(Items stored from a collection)
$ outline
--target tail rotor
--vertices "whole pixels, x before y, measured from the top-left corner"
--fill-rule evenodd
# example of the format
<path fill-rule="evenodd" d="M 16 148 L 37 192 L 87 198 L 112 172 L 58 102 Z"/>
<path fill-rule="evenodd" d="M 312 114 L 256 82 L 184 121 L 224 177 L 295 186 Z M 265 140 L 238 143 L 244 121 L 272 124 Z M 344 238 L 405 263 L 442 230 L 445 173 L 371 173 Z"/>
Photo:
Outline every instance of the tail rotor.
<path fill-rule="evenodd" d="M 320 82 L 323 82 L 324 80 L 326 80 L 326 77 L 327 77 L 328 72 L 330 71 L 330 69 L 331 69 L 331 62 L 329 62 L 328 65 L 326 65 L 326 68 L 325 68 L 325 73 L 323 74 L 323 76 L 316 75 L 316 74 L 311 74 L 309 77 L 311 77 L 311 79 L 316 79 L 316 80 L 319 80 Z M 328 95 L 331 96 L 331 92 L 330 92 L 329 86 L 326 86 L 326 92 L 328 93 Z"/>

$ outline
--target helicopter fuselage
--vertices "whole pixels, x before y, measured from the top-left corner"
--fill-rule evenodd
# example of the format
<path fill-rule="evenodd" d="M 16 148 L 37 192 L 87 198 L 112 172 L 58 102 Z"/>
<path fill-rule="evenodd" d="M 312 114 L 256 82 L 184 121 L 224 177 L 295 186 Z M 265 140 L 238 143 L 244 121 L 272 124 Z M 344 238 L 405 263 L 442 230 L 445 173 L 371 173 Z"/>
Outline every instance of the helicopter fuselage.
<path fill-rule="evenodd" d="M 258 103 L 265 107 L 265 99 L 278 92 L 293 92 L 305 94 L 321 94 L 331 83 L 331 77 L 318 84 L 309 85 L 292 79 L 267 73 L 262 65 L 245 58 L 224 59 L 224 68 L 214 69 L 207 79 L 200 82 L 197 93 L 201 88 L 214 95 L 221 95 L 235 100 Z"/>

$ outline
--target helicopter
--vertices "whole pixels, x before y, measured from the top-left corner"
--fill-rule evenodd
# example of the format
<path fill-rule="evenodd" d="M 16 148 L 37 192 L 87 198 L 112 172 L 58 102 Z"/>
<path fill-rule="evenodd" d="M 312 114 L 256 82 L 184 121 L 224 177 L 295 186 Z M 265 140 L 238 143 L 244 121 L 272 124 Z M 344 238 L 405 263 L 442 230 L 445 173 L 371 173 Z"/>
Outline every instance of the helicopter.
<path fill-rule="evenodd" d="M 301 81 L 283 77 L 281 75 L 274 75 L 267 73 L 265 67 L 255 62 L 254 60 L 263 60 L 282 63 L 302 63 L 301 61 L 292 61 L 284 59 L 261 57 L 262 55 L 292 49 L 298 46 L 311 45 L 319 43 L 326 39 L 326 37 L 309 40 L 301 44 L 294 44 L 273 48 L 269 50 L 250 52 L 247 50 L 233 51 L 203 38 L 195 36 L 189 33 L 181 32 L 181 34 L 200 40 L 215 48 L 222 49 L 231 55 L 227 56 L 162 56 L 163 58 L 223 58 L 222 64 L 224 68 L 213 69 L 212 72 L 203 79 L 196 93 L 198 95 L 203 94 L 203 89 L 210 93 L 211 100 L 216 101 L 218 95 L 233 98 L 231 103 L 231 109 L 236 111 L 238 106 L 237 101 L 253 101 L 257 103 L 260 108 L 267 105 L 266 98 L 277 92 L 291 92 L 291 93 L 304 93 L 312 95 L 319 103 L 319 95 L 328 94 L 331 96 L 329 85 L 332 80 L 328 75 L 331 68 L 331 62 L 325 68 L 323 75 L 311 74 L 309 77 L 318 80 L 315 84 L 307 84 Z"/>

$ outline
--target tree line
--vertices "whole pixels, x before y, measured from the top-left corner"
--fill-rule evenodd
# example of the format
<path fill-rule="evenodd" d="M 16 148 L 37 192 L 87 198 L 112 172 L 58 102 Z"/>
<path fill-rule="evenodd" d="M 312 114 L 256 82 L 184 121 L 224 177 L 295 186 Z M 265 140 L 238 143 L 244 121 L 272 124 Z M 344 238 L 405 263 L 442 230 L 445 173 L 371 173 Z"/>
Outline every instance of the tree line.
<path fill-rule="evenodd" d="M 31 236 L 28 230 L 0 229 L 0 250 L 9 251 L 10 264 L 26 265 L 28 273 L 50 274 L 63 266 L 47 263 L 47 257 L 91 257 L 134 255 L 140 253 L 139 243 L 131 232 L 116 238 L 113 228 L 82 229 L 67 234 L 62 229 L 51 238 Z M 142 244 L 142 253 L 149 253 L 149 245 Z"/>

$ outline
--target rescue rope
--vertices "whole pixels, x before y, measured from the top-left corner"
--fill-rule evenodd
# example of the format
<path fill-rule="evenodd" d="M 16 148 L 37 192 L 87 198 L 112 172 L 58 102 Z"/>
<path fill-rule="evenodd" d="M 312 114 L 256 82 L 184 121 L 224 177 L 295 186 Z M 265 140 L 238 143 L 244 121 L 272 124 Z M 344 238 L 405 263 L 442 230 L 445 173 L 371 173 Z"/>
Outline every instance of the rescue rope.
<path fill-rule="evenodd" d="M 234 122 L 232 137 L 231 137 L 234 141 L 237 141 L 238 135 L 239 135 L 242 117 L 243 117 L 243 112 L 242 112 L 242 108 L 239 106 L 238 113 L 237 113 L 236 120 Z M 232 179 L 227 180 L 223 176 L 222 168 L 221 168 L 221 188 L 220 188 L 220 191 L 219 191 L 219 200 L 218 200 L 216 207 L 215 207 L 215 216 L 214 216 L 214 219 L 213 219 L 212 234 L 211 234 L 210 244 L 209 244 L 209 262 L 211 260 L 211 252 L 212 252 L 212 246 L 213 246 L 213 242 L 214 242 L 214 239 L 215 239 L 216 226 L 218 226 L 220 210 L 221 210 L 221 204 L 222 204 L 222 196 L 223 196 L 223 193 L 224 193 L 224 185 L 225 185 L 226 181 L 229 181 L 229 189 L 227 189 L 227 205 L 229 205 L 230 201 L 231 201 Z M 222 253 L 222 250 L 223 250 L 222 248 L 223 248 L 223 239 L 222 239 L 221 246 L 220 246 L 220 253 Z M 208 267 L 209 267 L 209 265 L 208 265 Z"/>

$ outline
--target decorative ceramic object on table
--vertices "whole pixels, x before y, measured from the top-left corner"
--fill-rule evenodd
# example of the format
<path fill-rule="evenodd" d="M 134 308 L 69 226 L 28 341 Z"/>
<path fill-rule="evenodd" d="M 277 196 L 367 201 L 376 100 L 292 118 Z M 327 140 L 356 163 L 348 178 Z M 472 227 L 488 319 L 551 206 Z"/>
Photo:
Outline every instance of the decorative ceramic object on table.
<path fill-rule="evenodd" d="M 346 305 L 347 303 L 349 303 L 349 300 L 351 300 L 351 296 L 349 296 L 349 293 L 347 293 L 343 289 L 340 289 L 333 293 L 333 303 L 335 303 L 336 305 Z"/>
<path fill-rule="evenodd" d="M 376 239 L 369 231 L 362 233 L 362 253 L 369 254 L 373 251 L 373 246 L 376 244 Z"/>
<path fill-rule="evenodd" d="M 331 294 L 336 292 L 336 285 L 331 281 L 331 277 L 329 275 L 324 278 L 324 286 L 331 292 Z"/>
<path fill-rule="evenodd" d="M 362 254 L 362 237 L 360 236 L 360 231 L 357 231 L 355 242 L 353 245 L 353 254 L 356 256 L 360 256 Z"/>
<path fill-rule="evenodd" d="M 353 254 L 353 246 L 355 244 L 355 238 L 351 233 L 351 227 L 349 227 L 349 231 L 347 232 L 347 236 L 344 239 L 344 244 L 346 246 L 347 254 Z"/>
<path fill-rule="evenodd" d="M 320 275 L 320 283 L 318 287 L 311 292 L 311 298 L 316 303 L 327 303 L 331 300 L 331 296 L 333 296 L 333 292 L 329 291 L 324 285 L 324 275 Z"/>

Goal: Return word for word every line from the start of the rows up to and including the line containing "258 103 L 265".

Result:
$ outline
--target tail rotor
--vertices "whole pixels, x before y, measured from the top-left corner"
--fill-rule evenodd
# example of the format
<path fill-rule="evenodd" d="M 16 148 L 37 192 L 87 198 L 112 172 L 58 102 Z"/>
<path fill-rule="evenodd" d="M 312 114 L 256 82 L 184 121 L 224 177 L 295 186 Z M 265 140 L 238 143 L 244 121 L 272 124 Z M 344 238 L 405 263 L 442 230 L 445 173 L 371 173 Z"/>
Photo:
Outline every instance of the tail rotor.
<path fill-rule="evenodd" d="M 320 82 L 323 82 L 324 80 L 326 80 L 326 77 L 327 77 L 328 72 L 330 71 L 330 69 L 331 69 L 331 62 L 329 62 L 328 65 L 326 65 L 326 68 L 325 68 L 325 73 L 323 74 L 323 76 L 316 75 L 316 74 L 311 74 L 309 77 L 311 77 L 311 79 L 316 79 L 316 80 L 319 80 Z M 328 95 L 331 96 L 331 92 L 330 92 L 329 86 L 326 86 L 326 92 L 328 93 Z"/>

$ outline
--target helicopter fuselage
--vertices "whole pixels, x before y, measured from the top-left corner"
--fill-rule evenodd
# example of the format
<path fill-rule="evenodd" d="M 16 148 L 37 192 L 87 198 L 112 172 L 58 102 Z"/>
<path fill-rule="evenodd" d="M 312 114 L 256 82 L 184 121 L 224 177 L 295 186 Z M 265 140 L 238 143 L 244 121 L 272 124 Z M 344 238 L 405 263 L 442 230 L 445 173 L 371 173 Z"/>
Outline every instance of the helicopter fuselage.
<path fill-rule="evenodd" d="M 258 103 L 265 107 L 265 99 L 278 92 L 293 92 L 305 94 L 321 94 L 331 83 L 331 77 L 318 84 L 309 85 L 292 79 L 267 73 L 262 65 L 245 58 L 224 59 L 224 68 L 214 69 L 207 79 L 200 82 L 197 93 L 201 88 L 214 95 L 221 95 L 235 100 Z"/>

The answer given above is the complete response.